> [DATA RECORDS]:

⟨

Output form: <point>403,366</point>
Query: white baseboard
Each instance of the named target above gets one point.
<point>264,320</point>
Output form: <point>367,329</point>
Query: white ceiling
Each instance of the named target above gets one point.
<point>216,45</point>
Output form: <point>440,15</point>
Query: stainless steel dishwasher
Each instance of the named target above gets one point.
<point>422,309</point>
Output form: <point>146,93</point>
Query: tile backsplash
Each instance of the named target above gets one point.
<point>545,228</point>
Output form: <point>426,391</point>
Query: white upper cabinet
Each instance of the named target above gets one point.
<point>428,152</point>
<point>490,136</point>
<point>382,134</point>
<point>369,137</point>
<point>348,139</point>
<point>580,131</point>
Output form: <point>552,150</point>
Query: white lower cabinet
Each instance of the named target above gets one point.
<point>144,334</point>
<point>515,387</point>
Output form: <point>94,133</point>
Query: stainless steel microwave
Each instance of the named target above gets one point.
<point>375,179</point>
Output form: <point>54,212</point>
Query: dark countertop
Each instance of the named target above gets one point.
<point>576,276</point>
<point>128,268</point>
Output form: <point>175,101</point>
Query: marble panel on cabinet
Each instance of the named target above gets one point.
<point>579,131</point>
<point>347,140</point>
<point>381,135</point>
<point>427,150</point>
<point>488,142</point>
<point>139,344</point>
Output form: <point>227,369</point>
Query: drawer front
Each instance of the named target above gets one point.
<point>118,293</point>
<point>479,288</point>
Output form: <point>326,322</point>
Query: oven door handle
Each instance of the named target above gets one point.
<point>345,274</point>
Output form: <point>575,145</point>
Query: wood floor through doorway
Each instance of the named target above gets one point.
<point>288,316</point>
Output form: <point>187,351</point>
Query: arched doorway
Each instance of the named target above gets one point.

⟩

> [PROBLEM TO SOLVE]: Whole listing, every line: reproduce it exactly.

> [EXPECTED ANSWER]:
Output form: <point>403,366</point>
Query: white baseboard
Each instance of the named target above gets one point.
<point>264,320</point>
Output form: <point>367,329</point>
Query: white ceiling
Each instance of the named target above gets one point.
<point>216,45</point>
Output form: <point>440,15</point>
Query: stainless steel dishwasher
Each instance of the named target above gets one point.
<point>422,309</point>
Output form: <point>146,93</point>
Query: tile backsplash
Each instance of the named target above gets one point.
<point>545,228</point>
Output form: <point>426,391</point>
Query: white upper cabinet
Each instance of the named target above gets one point.
<point>428,152</point>
<point>490,136</point>
<point>382,134</point>
<point>369,137</point>
<point>348,139</point>
<point>580,131</point>
Output form: <point>552,150</point>
Query: white lower cabinet
Each instance of the named target above gets one point.
<point>144,334</point>
<point>515,387</point>
Output form: <point>94,133</point>
Query: stainless steel microwave
Each instance of the named target above gets one point.
<point>375,179</point>
Output form: <point>54,212</point>
Query: dark countertop
Each instance of the named target above gets one point.
<point>576,276</point>
<point>128,268</point>
Output form: <point>175,101</point>
Query: marble panel on cabinet
Each instance of the named target above gets one point.
<point>579,131</point>
<point>347,140</point>
<point>381,135</point>
<point>427,150</point>
<point>488,142</point>
<point>139,344</point>
Output form: <point>227,369</point>
Query: drawer front
Each instance of the named target above gets one point.
<point>118,293</point>
<point>479,288</point>
Output form: <point>326,322</point>
Query: oven door handle
Each instance of the named target above gets one point.
<point>345,274</point>
Output form: <point>575,145</point>
Query: wood floor through doorway
Each instance of the named target above gets one point.
<point>288,316</point>
Output form: <point>187,351</point>
Query: arched doorway
Each instance of the named target above gets one point.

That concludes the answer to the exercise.